Please reproduce the material below word for word, starting at the line that has "Tag every instance of the hawk with" and ending after the line that has "Target: insect on flower". Leave out the pictures.

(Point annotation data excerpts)
◇ ◇ ◇ ◇ ◇

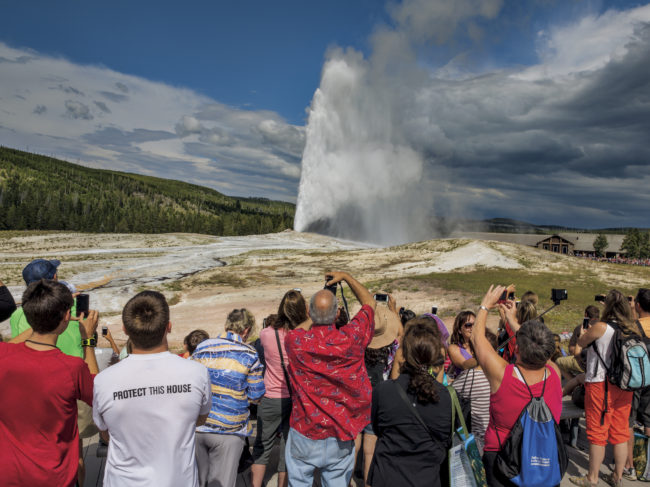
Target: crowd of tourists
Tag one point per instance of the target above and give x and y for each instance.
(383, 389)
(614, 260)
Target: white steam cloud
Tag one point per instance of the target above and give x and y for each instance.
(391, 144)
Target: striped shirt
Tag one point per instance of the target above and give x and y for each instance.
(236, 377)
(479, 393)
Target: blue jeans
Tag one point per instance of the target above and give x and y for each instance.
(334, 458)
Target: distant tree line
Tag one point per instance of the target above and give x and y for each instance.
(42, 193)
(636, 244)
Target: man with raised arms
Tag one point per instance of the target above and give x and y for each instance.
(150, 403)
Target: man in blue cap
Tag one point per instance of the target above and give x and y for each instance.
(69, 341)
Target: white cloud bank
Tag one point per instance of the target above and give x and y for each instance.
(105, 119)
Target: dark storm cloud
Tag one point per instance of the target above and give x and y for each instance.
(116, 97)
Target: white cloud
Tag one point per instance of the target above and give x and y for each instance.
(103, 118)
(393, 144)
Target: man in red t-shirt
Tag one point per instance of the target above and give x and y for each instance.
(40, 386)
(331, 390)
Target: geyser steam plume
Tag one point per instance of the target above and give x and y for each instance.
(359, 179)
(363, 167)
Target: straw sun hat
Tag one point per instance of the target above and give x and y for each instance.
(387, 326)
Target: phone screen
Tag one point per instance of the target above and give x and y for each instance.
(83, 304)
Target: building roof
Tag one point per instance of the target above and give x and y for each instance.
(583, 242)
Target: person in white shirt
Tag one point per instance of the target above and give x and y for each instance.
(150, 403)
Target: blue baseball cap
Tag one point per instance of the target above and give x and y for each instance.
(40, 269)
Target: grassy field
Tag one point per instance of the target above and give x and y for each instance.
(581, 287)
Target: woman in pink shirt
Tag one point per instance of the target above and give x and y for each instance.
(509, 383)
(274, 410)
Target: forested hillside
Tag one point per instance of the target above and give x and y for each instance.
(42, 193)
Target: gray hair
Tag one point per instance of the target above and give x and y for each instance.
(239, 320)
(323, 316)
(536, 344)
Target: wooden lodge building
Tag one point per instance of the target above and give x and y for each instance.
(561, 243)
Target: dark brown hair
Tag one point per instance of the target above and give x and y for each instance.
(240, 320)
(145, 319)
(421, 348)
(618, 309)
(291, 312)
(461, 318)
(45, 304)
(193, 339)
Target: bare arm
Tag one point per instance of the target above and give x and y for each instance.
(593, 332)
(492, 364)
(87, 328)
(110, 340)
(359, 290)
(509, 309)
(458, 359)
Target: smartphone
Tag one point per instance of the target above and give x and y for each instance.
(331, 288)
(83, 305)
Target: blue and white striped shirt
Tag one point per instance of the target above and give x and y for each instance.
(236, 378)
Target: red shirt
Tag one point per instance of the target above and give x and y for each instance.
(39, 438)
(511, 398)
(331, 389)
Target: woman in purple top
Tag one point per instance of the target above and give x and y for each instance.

◇ ◇ ◇ ◇ ◇

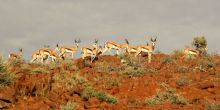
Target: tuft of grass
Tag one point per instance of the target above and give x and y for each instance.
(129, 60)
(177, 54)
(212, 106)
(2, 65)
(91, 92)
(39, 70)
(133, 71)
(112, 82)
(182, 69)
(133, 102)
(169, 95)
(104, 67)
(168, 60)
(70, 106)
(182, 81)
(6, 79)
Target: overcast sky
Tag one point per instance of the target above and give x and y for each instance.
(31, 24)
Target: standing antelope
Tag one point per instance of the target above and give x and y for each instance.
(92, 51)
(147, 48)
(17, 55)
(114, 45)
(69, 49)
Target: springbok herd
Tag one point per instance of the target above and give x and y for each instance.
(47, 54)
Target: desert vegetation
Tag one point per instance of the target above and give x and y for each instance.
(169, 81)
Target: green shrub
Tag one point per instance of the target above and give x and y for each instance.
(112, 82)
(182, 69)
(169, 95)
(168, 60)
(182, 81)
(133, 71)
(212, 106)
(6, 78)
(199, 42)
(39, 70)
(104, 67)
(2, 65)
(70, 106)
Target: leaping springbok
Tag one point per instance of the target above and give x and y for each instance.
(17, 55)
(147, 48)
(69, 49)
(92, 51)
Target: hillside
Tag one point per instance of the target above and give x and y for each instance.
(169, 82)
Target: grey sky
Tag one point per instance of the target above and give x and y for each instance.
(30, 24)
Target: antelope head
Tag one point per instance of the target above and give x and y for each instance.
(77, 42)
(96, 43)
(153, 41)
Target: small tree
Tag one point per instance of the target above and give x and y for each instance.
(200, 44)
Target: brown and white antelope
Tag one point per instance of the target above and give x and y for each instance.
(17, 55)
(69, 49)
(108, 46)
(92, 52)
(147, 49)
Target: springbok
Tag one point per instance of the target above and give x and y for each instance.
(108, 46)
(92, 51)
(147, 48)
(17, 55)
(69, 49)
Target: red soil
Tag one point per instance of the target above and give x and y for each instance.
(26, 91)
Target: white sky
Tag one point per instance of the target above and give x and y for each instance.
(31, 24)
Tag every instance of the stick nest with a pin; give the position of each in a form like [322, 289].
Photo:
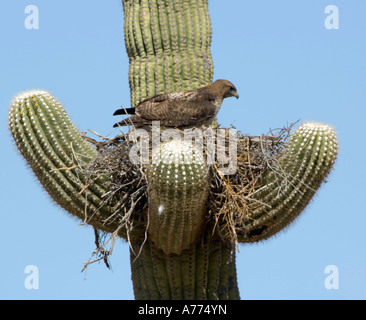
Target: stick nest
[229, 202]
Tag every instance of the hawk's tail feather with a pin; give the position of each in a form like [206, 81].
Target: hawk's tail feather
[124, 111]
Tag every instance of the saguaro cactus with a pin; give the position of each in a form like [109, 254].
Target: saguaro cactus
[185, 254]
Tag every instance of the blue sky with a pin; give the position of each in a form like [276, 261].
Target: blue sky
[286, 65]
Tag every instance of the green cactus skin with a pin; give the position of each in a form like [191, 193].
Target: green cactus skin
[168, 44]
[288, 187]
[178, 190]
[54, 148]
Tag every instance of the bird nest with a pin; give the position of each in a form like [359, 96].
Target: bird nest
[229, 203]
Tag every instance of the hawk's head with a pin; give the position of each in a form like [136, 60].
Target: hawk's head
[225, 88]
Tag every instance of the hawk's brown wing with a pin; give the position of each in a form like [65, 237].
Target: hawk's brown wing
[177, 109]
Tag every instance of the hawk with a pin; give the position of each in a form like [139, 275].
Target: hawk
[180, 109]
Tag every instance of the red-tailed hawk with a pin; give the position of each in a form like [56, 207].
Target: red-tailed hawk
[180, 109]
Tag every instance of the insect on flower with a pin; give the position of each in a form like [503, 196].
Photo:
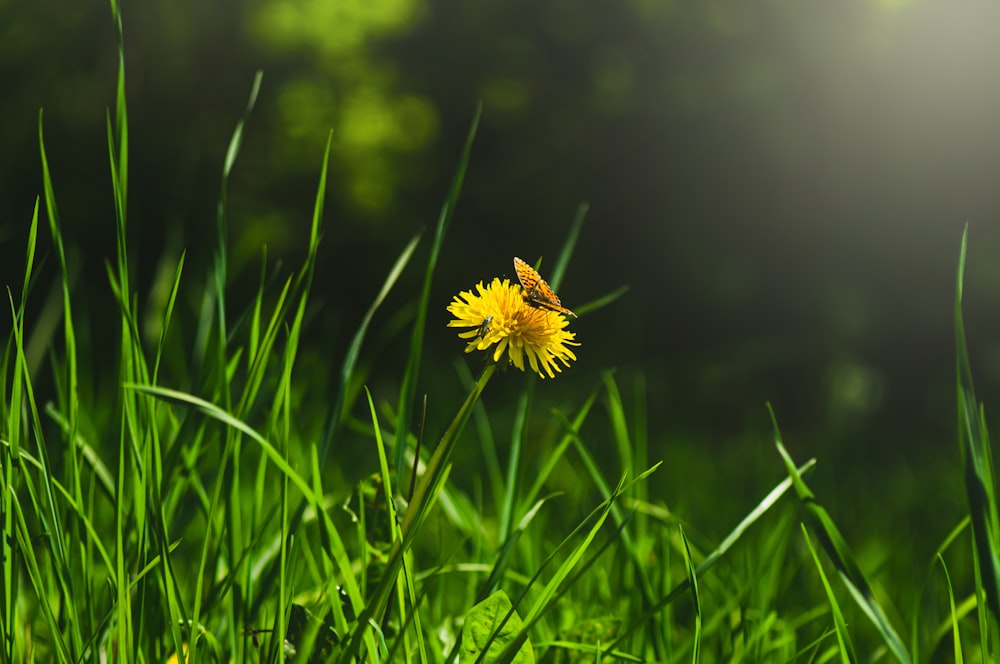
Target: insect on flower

◇ ◇ ◇ ◇ ◇

» Correct result
Tag every instance of the hawk with a pin; give the position of each in a form like [139, 275].
Target: hawk
[180, 109]
Tag every instance of the red-tailed hawk with a pin; give the position of each in a form like [56, 207].
Target: red-tailed hawk
[180, 109]
Tag every instance of the insect on flower with a pin; give the position of each in a form like [503, 196].
Photo:
Target: insect on flower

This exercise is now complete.